**Task objective**
In the records below, print the lines from the one containing "Where can you see the motorcycle front" up to and including the one containing "point(264, 446)", reproducing each line without change.
==========
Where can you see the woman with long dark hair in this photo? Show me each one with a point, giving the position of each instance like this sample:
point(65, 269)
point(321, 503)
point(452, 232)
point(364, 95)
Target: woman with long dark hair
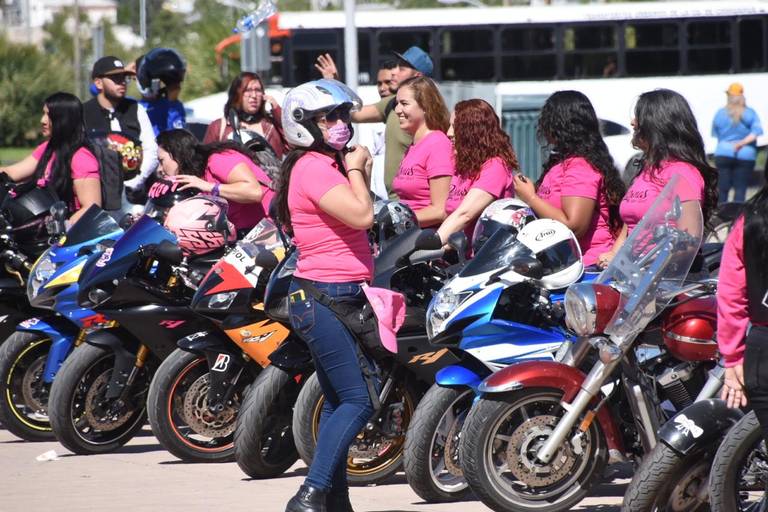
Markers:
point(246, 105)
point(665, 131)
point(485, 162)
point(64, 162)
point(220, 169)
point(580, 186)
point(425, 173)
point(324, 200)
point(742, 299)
==========
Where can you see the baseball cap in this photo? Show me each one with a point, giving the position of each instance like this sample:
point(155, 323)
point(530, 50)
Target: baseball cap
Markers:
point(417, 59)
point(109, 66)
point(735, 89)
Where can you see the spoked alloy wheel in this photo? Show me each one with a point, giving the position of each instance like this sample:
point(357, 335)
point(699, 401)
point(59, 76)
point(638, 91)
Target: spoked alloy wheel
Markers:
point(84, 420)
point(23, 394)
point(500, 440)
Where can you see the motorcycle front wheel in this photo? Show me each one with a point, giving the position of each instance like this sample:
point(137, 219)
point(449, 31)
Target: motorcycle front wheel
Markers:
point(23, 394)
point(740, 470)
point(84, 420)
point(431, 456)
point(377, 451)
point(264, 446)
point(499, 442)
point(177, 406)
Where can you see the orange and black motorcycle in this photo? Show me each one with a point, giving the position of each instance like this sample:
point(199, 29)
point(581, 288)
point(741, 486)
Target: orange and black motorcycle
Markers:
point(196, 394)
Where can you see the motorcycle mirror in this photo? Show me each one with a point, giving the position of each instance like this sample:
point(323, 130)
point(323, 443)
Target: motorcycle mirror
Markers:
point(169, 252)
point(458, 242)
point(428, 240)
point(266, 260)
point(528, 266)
==========
**Worked solution**
Where can you see the motorcycle front wheel in this photo? Show me each one with a point, giving the position of each instance like this sample:
point(137, 219)
point(449, 31)
Target: motorcycle front wheel
Markers:
point(23, 394)
point(740, 470)
point(84, 420)
point(431, 456)
point(377, 451)
point(264, 446)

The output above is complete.